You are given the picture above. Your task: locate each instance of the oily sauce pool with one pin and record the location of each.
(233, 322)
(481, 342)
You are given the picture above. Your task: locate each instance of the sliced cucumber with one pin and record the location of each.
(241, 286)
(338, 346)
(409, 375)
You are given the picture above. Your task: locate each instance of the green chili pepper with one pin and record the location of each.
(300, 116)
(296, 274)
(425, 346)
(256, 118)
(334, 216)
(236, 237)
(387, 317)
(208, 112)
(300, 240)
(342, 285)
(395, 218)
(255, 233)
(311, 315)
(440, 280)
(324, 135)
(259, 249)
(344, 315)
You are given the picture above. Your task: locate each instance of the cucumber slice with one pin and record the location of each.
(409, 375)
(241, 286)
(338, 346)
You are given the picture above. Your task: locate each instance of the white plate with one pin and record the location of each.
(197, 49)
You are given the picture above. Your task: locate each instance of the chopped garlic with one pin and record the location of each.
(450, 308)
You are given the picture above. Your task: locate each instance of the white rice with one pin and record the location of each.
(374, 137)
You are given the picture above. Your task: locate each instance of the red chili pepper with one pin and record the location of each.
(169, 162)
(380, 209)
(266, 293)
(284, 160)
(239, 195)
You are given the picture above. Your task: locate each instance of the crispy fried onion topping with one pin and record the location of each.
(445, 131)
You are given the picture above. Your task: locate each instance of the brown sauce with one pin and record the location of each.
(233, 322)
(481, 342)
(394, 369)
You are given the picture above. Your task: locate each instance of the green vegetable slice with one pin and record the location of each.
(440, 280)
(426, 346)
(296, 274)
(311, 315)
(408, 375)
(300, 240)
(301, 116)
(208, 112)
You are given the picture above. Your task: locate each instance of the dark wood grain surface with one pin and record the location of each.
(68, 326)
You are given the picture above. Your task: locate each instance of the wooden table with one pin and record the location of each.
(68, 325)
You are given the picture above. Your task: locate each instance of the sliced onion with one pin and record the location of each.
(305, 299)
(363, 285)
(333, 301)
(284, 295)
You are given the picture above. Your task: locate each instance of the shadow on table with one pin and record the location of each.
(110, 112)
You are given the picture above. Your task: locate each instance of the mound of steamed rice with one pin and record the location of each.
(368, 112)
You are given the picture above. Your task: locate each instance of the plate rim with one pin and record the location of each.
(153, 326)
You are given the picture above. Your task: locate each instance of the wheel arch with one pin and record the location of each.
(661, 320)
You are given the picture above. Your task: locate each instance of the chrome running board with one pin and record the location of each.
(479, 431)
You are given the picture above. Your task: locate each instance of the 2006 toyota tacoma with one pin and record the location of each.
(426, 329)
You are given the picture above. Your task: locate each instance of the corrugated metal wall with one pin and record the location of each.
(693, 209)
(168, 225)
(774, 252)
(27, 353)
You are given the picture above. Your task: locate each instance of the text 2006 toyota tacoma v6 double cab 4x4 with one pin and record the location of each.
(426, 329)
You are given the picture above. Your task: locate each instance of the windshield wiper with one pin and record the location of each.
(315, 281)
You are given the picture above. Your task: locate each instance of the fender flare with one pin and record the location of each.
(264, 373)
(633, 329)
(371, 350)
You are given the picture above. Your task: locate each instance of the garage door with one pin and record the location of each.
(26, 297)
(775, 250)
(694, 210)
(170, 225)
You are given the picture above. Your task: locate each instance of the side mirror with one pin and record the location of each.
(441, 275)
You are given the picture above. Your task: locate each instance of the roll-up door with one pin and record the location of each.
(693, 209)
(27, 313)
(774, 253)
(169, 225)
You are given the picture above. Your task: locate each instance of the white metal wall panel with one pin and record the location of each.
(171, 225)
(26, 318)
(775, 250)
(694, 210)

────────────────────

The request: Give back, unchanged, every line from the one with "of the fender" to the end of the entries above.

Solution to the problem:
You are given the picture above. Your task: locate each instance of the fender flare with one pin and record the location of each.
(264, 373)
(633, 329)
(371, 350)
You are given the picture above. Your task: locate each instance of the garage door with one pin and record the location of each.
(26, 297)
(775, 250)
(694, 210)
(170, 225)
You are given the picture above. Your task: locate each instance of the side mirror with one pin and record the location of each.
(441, 275)
You are given the picture above. Your task: locate each instance of the roll-up door with one pin and record the location of each.
(693, 209)
(27, 313)
(774, 253)
(169, 225)
You are given the picture above. Your task: locate each instance of the white metal wall panel with one pin and record the location of each.
(171, 225)
(26, 318)
(775, 250)
(694, 210)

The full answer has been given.